SUPPLIED PASSAGE ▸
By: TRUSTEE ROWENA AKANA
Source: September 2009 Ka Wai Ola o OHA Column
MAUNA KEA SELECTED FOR THIRTY METER TELESCOPE
Despite the serious concerns voiced by our administrator regarding the Thirty Meter Telescope (TMT) Observatory Project, on July 2, 2009, the board of trustees voted in favor of an OHA resolution supporting the selection of Mauna Kea as the site for the proposed project. Trustees Cataluna, Waihee, and I were excused from the meeting and did not vote for the measure.
On July 22, 2009, Advertiser Staff Writer Mary Vorsino reported that Mauna Kea was selected for the TMT project despite the strong opposition from Native Hawaiian and environmental groups. While Mauna Kea is considered sacred to us, the environmentalists are concerned about how the project will impact rare native plant and insect species at the top of the mountain.
The planning and permitting stage will begin in 2010. Construction is scheduled to begin in 2011 and completed in 2018. While this may seem like a done deal, the opposition posed by potential lawsuits could delay work on the new telescope.
LEGISLATURE OVERRIDES LINGLE’S KAHANA VALLEY VETO
According to a July 16, 2009 Honolulu Advertiser article, the Kahana Valley living cultural park was established 30 years ago to preserve one of the few surviving ahupua’a. Residents who were living there at the time received 50-year leases in exchange for 25 hours of work a month on cultural activities. Last year, the state attorney general discovered that the leases had expired and six families without leases were told to leave.
During this past legislative session, Rep. Jessica Wooley introduced HB 1552 which authorizes the Department of Land and Natural Resources (DLNR) to issue long-term residential leases to qualified persons in state living parks. The bill also establishes living park planning councils to develop state living park master plans to ensure the living park achieves its purpose and goals. Mostly importantly the bill establishes a 2-year moratorium on evictions of residents of Kahana valley state park.

DATASET SECTION ▸
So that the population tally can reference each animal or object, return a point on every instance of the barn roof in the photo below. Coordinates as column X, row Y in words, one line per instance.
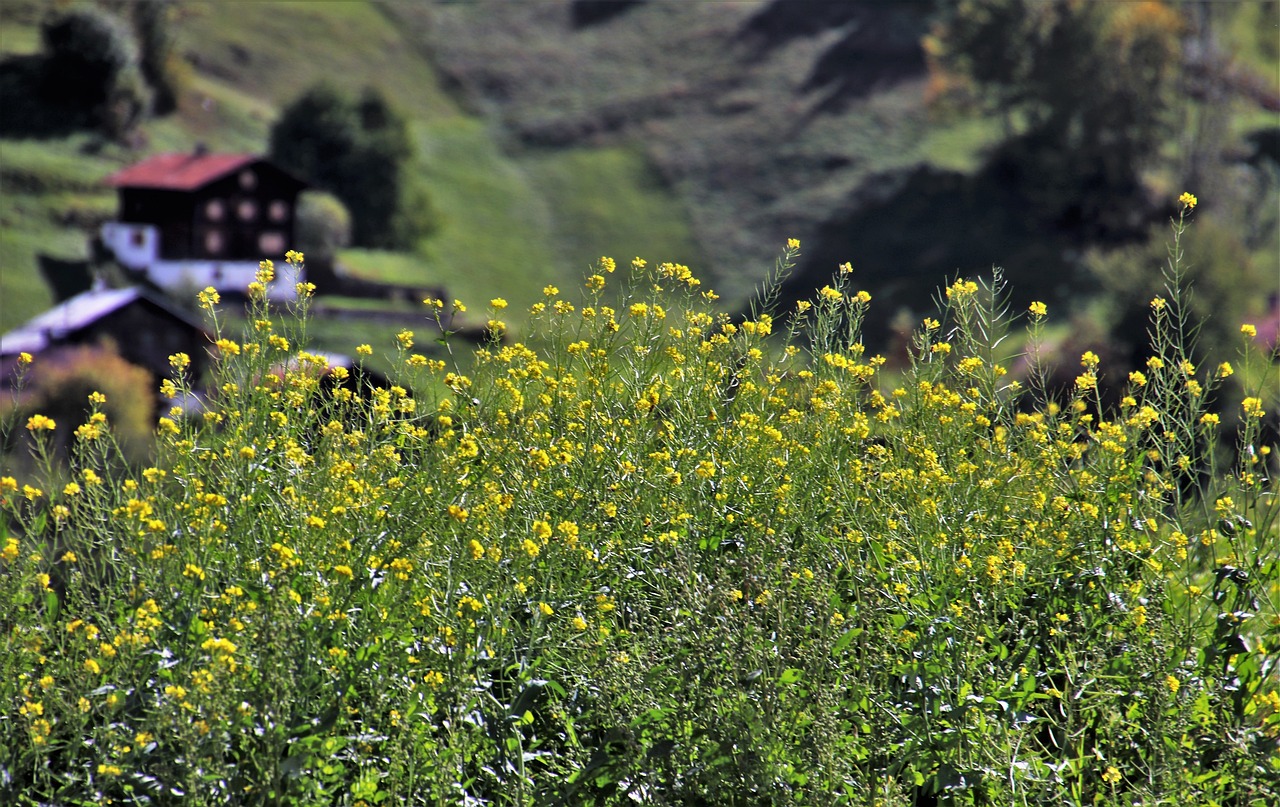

WHAT THE TASK REQUIRES ▸ Copy out the full column above on Mauna Kea and Kahana Valley, keeping every word and mark as it stands.

RESULT BELOW ▸
By: TRUSTEE ROWENA AKANA
Source: September 2009 Ka Wai Ola o OHA Column
MAUNA KEA SELECTED FOR THIRTY METER TELESCOPE
Despite the serious concerns voiced by our administrator regarding the Thirty Meter Telescope (TMT) Observatory Project, on July 2, 2009, the board of trustees voted in favor of an OHA resolution supporting the selection of Mauna Kea as the site for the proposed project. Trustees Cataluna, Waihee, and I were excused from the meeting and did not vote for the measure.
On July 22, 2009, Advertiser Staff Writer Mary Vorsino reported that Mauna Kea was selected for the TMT project despite the strong opposition from Native Hawaiian and environmental groups. While Mauna Kea is considered sacred to us, the environmentalists are concerned about how the project will impact rare native plant and insect species at the top of the mountain.
The planning and permitting stage will begin in 2010. Construction is scheduled to begin in 2011 and completed in 2018. While this may seem like a done deal, the opposition posed by potential lawsuits could delay work on the new telescope.
LEGISLATURE OVERRIDES LINGLE’S KAHANA VALLEY VETO
According to a July 16, 2009 Honolulu Advertiser article, the Kahana Valley living cultural park was established 30 years ago to preserve one of the few surviving ahupua’a. Residents who were living there at the time received 50-year leases in exchange for 25 hours of work a month on cultural activities. Last year, the state attorney general discovered that the leases had expired and six families without leases were told to leave.
During this past legislative session, Rep. Jessica Wooley introduced HB 1552 which authorizes the Department of Land and Natural Resources (DLNR) to issue long-term residential leases to qualified persons in state living parks. The bill also establishes living park planning councils to develop state living park master plans to ensure the living park achieves its purpose and goals. Mostly importantly the bill establishes a 2-year moratorium on evictions of residents of Kahana valley state park.